EXERCISE REQUIREMENTS -
**1.** Update the law school blog entry by giving it again from the words "(1) I am so" through the words "8 years ago.", with "TA" replaced by "teaching assistant".
**2.** Go on with the law school blog entry past its final sentence.

PROVIDED PASSAGE -
------------------------

I AM sure I need to stop blabbing on here and get me to bed. Torts awaits in the morn.

Monday, May 02, 2005

Riffs on a Sunday night...

(1) I am so bored. Not only am I positively bored by the stuff I am doing (crim, torts), I am negatively bored by the stuff I am not doing (learning anything fun, interacting with different people).

(2) I can't believe it, but at the age of 29, I have a crush on my TA. This is SO college. Which was 8 years ago.

(3) Many years ago, when hk was a young chiclet in DC, she had a crush on a Harvard lawyer. hk's mum said, "Congratulations," since it is every Korean mother's dream to have her children either become Harvard lawyers/doctors or marry one. Now, it appears that hk is actually dating a Harvard lawyer (or law student, to be precise). A couple weeks ago, Friend actually did say yes, let's give it a try. (Well, he didn't actually say it. I asked him, as I have periodically this semester, "Have you got an answer for me yet?" and he said, "How's this for an answer?" and kissed me. Which I guess is ... yes. But which is also ... unsatisfying. I know, I know, I'll never be happy.)

I didn't mention it before because it seemed too amorphous and unclear to say. I'm still not quite clear on where we are or what we are. It merely seems that the hook-ups are now legit. Or something.

MattSal was right -- if you're hanging out a lot and hooking up on the side, what does it matter what you call it? It's dating per se.

(4) And finally, a complaint about Crimson College Law Review, the most prestigious law journal of the most presitigious law school in the country. This year, the board of editors was 75% white, 25% minority (10% East Asian, 7% South Asian, 7% black, and 1 Hispanic editor). The ratio of men to women: 73% male, 27% female. Considering that you have to be on law review to become a Supreme Court clerk or a professor, this is supremely depressing. Considering that the Crimson College Law School is currently 56% male and 44% female, this is mysterious. Considering that the school is 54.3% white, 10% black, 12% Asian American, 5.3% Hispanic American (and 14% unknown), this is out of whack.

------------------------

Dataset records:
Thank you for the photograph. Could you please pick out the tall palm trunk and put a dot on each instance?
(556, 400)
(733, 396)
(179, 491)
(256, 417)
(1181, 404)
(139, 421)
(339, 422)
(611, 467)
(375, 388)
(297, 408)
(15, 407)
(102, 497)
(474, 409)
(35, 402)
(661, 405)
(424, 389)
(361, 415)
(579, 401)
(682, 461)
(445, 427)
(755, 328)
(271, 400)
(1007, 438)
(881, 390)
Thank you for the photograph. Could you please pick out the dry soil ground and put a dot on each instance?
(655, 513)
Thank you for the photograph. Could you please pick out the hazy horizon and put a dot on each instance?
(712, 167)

------------------------

RESPONSES FOR EACH TASK -
**1.**
(1) I am so bored. Not only am I positively bored by the stuff I am doing (crim, torts), I am negatively bored by the stuff I am not doing (learning anything fun, interacting with different people).

(2) I can't believe it, but at the age of 29, I have a crush on my teaching assistant. This is SO college. Which was 8 years ago.

**2.**
It's easy to say, hey! that's wrong and we need to encourage women and minorities to apply, and there needs to be special affirmative action spots (there are), and women need to actually turn in the application (they often don't, out of lack of confidence), but it's harder to say, hey! there's something going on here that clearly favors white men, and that's disturbing, but only because law review is THE key to superstardom in the legal world, and why in the world is that the case, anyway? Why not mad advocacy skills, or devotion to public service, or the ability to motivate communities? You can be quite successful without making it onto or even trying out for law review, but why does legal superstardom hinge on your ability to digest a Supreme Court opinion and write a comment about it (the application)? Why should women and minorities try to squeeze themselves into a model of superstardom defined and created by white men of yore, when we could be questioning the model itself?

Sometimes I think we ask the wrong questions.